* [Task objective]
Collect every line of the items below that contains the string "window", and copy each such line in full.

— begin Exercise data —

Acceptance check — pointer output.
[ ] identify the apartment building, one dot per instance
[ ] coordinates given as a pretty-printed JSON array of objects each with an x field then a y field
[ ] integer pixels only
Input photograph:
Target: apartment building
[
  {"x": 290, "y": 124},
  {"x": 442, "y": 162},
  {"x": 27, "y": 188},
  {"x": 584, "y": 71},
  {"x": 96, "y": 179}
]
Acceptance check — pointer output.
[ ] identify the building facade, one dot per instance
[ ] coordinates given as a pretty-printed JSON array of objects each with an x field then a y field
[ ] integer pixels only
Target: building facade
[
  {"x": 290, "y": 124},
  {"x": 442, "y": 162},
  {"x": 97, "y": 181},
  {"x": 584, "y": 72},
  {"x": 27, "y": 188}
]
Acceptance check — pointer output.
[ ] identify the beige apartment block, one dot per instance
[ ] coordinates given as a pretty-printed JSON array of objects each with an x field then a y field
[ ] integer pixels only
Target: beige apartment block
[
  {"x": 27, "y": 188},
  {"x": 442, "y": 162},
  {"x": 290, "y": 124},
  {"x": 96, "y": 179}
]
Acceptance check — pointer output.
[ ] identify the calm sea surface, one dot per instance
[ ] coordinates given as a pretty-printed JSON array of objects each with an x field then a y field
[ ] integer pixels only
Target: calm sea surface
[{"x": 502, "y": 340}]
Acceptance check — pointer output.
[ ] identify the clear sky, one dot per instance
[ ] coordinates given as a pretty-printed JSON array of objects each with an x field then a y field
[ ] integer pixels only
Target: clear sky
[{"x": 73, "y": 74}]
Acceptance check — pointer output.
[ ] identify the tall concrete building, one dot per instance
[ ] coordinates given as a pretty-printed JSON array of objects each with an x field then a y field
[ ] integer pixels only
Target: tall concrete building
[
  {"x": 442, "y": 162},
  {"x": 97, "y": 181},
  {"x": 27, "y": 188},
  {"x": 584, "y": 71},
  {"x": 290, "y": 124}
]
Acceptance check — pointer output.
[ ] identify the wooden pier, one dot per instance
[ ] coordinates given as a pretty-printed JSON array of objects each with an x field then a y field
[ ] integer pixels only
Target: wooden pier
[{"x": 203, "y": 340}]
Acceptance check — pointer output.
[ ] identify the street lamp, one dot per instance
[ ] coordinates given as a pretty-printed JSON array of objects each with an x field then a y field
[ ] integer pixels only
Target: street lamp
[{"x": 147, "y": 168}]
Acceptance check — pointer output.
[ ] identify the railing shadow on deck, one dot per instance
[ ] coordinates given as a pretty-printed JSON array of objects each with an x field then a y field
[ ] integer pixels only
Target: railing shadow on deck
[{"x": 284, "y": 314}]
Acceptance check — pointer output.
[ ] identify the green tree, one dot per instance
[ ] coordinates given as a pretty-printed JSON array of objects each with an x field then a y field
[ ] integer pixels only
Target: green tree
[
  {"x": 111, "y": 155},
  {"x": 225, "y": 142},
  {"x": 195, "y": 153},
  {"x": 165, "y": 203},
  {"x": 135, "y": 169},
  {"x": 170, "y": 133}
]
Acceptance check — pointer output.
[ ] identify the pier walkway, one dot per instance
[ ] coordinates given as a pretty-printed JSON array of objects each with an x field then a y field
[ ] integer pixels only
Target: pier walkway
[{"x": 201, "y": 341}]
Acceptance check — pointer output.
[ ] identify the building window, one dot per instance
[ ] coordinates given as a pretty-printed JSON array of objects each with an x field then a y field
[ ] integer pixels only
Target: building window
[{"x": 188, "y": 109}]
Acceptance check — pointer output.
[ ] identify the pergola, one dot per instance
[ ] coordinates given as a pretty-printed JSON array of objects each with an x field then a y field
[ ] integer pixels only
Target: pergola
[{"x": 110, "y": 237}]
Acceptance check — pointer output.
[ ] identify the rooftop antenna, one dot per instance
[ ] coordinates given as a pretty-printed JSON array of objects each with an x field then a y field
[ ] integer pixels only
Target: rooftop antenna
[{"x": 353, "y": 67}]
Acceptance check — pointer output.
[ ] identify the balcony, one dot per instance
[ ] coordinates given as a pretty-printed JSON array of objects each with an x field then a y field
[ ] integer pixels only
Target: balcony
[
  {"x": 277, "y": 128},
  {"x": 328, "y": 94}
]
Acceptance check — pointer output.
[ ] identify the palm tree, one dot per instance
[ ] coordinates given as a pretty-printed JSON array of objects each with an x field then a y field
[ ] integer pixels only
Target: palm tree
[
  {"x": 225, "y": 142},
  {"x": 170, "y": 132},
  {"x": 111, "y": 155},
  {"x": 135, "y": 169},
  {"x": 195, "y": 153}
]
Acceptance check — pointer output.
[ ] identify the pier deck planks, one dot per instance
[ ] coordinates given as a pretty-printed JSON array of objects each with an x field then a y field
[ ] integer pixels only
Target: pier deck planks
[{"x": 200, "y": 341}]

— end Exercise data —

* [Solution]
[ ] identify the building window, one dot per instance
Target: building window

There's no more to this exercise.